===== PAGE TEXT

We headed west to Antigua, the island's interior awash with colour. Not the sandy, barren landscape I'd expected, but a terracotta terrain dotted with the organic blisters of distant volcanic mountains. Onwards, the perfect road stretched out, straight for now, but visibly winding upwards and into the sierra.
The
elevation brought with it another complete change in landscape. Cactus and red
rock morphed to palm tree and lush green hillsides. A tropical, prehistoric
paradise which looked more like Sri Lanka or Caribbean than an Atlantic island.
A charged imagination could have easily had pterodactyls swooping down from the
ancient clifftops into the viridescent botany below.
Upwards to Betancuria, the road's tight corners distracted from the strange Mayan temple-like hillsides at either side. It was daunting at first. The senses became overloaded with the strange and wonderful views, leaving little brainpower to devote to the roads complexity, but as eyes grew inured to natures beauty and tyres gained their trust in the road, apprehension was soon replaced by elation. Every corner made the heart a little happier. Winter felt so very far away.

==========
===== DATA LISTING

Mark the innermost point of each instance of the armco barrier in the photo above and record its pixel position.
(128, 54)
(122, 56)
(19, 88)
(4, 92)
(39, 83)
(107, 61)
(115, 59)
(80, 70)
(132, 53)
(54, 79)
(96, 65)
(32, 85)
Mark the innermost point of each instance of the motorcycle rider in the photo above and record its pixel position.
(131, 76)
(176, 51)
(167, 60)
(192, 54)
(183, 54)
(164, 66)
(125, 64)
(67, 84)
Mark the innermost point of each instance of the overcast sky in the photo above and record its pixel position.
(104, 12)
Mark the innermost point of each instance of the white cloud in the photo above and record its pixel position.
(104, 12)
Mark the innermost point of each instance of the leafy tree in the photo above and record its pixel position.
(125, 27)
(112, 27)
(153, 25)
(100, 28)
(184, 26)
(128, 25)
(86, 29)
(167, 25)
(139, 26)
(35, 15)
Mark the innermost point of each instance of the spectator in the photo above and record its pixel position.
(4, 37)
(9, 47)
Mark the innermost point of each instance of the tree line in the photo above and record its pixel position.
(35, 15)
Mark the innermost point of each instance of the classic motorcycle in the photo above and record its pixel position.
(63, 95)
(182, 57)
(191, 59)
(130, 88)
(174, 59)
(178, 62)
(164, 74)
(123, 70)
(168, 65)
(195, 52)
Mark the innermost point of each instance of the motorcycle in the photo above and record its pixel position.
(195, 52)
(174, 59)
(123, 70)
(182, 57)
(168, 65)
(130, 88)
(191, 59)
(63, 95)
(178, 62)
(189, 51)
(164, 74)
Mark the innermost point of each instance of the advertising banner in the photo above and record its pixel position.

==========

» WORK INSTRUCTIONS
• a. In the island drive account, which place does the road climb toward?
• b. Using the island drive account, explain why the climb to Betancuria felt daunting at first and why that feeling gave way to elation.
• c. Write a continuation of the island drive account, starting after its final sentence.

» EXPECTED ANSWERS
• a. Betancuria.

• b. It was daunting because the strange and wonderful views overloaded the senses and left little brainpower for the road's complexity. Once the eyes grew used to the natural beauty and the tyres gained trust in the road, the apprehension turned to elation.

• c.
If God had a balcony, the view would be something like this: Fuerteventura, with all of its bizarre topography, stretched out for miles below. The view from the mirador Morro Velosa brought a new definition to the phrase "as far as the eye can see". Valleys, plains and pimple-like hillocks were sandwiched between the far-flung east and west coastlines. With the engine off, the only sound to the fierce Atlantic wind, as it ripped in unabated from the expanse of ocean. It's the fuerta ventura - the strong wind from which the island borrows its name.
The red and white barriers for the Mirador are closed Sundays and Mondays but on every other day this elevated vantage point, with its café and coin-operated telescopes, is well worth a visit.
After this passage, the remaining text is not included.